Rewrite the lines from the one that has "like x=325, y=134." through the one that has "x=313, y=219", both included, keeping every line in full. Multiply each recorded x and y coordinate by 0.25 and round to whole numbers, with halves rounded up; leave the sample coordinates after "shaped like" unchanged.

────────────────────────────────────────

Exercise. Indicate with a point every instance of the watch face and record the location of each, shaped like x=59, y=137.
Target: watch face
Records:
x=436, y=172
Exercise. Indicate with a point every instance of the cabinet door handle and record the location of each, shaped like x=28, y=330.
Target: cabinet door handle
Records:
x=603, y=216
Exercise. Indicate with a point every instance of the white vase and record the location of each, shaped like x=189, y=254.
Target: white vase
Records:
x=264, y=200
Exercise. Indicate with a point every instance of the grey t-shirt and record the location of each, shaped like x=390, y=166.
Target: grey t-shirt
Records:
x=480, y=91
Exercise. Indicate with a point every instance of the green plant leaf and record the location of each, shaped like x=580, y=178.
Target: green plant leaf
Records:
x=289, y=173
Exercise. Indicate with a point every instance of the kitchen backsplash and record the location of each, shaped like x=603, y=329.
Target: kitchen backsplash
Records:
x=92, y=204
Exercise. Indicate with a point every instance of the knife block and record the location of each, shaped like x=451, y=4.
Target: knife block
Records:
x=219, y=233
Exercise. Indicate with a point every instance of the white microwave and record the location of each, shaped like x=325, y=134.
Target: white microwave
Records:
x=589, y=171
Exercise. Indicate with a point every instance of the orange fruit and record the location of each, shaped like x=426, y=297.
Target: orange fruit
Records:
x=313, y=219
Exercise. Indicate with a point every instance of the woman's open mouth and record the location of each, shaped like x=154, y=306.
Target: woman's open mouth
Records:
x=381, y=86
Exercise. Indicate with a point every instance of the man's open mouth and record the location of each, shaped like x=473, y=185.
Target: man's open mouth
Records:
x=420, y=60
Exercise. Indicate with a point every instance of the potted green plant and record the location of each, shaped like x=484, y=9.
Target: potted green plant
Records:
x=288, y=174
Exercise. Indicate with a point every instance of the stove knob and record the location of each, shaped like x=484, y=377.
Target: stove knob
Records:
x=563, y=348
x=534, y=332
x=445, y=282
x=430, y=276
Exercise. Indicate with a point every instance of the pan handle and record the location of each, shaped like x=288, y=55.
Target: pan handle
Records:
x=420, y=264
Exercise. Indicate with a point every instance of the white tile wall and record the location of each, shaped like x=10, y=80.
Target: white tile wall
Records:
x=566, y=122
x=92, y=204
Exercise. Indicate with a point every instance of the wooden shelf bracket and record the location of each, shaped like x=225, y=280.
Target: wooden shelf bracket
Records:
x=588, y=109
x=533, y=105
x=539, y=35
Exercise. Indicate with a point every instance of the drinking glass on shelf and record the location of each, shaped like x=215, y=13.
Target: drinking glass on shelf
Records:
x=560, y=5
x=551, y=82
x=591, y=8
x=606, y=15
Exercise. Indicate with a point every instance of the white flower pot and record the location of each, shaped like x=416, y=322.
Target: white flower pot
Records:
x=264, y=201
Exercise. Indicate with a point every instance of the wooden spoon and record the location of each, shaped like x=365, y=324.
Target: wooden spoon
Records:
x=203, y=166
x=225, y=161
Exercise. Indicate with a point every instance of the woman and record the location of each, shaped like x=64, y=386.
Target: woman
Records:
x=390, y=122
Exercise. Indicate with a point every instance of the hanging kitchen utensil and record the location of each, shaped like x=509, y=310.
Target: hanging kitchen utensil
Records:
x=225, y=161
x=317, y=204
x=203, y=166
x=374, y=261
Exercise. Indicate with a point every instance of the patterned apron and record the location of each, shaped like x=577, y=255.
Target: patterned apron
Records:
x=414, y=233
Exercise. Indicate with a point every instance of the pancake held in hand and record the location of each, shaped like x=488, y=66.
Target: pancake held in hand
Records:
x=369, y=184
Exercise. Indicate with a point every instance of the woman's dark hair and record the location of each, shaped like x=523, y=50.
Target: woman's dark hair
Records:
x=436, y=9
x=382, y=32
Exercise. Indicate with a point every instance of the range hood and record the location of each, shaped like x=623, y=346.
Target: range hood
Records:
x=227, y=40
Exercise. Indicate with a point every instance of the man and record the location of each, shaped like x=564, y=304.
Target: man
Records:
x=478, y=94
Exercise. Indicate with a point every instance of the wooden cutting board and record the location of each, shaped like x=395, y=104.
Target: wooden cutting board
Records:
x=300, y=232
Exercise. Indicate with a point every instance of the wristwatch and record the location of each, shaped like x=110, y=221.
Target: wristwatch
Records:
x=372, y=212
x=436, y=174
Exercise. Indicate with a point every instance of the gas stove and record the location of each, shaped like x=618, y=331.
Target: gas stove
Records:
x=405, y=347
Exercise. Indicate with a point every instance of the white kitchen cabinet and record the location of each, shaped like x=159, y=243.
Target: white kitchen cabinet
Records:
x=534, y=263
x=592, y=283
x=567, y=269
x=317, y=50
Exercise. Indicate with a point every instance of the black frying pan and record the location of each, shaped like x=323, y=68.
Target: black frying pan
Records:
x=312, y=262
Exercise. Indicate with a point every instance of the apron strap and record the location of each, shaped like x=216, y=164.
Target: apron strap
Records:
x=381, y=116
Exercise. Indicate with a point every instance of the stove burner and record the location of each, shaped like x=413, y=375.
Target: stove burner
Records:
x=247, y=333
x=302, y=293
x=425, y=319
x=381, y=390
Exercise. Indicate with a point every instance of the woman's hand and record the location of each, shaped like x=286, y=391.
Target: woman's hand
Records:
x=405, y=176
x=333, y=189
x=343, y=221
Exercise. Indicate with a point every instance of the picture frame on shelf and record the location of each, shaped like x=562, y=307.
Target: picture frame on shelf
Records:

────────────────────────────────────────

◆ **Response below**:
Exercise. Indicate with a point every instance of the white microwave and record the location of each, shaped like x=325, y=134.
Target: white microwave
Records:
x=147, y=43
Exercise. Indicate with a point every instance of the orange fruit and record the location of each, shaped like x=426, y=297.
Target: orange fruit
Records:
x=78, y=55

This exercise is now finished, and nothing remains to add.